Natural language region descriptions
/---
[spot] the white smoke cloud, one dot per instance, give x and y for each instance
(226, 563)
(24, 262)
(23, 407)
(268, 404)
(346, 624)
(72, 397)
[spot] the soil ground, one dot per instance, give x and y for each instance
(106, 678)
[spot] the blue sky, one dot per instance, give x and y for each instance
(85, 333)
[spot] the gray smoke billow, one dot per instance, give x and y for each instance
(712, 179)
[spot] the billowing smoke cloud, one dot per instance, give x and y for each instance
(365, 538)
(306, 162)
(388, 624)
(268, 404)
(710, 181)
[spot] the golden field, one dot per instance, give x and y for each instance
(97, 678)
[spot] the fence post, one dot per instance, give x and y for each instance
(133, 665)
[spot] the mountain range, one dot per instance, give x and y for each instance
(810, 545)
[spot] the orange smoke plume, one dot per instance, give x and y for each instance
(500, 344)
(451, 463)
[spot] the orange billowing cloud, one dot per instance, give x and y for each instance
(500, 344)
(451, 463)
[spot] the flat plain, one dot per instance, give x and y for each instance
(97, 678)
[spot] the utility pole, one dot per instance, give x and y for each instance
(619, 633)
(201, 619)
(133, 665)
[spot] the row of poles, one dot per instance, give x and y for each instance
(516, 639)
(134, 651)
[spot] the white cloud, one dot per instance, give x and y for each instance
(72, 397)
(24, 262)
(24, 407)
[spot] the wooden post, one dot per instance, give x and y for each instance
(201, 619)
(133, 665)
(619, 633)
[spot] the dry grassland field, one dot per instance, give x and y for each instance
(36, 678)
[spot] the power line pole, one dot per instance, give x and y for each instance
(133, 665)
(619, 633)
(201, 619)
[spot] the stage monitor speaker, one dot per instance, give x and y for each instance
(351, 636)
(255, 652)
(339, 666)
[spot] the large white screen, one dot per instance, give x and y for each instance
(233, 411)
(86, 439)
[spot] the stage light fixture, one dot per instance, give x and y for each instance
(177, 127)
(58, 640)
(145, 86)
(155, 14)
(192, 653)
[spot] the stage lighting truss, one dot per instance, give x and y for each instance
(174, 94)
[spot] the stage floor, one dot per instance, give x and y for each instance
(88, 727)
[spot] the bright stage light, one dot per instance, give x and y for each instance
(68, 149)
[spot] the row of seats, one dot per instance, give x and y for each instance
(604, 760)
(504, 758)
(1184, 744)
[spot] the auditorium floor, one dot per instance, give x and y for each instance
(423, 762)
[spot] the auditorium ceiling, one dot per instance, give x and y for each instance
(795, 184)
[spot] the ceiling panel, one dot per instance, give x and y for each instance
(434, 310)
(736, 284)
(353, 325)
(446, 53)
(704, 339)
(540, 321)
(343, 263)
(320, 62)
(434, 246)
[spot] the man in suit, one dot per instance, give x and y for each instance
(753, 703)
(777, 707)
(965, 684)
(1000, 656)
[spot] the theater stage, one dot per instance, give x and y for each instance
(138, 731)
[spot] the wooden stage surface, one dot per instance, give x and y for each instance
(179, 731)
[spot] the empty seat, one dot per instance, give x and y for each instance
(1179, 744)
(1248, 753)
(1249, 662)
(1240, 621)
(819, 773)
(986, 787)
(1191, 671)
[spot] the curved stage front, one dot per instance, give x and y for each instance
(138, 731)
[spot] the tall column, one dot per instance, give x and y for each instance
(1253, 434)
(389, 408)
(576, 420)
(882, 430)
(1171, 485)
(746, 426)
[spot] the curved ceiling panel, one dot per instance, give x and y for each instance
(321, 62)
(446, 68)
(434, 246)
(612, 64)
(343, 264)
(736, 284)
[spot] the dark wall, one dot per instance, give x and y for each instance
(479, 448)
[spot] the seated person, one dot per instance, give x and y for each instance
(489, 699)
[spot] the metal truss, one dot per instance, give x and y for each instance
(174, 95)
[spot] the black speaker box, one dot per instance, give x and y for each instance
\---
WHAT THE TASK REQUIRES
What should appear is an exact copy of the lines from the one with "[spot] the seated" through the end of the entries above, ends included, and no other text.

RESPONSE
[spot] the seated person, one dot per instance, give x and y for each instance
(489, 699)
[spot] the metal truss, one dot per instance, give x and y for each instance
(174, 95)
[spot] the black speaker box, one dot per instance, give x and y for each instance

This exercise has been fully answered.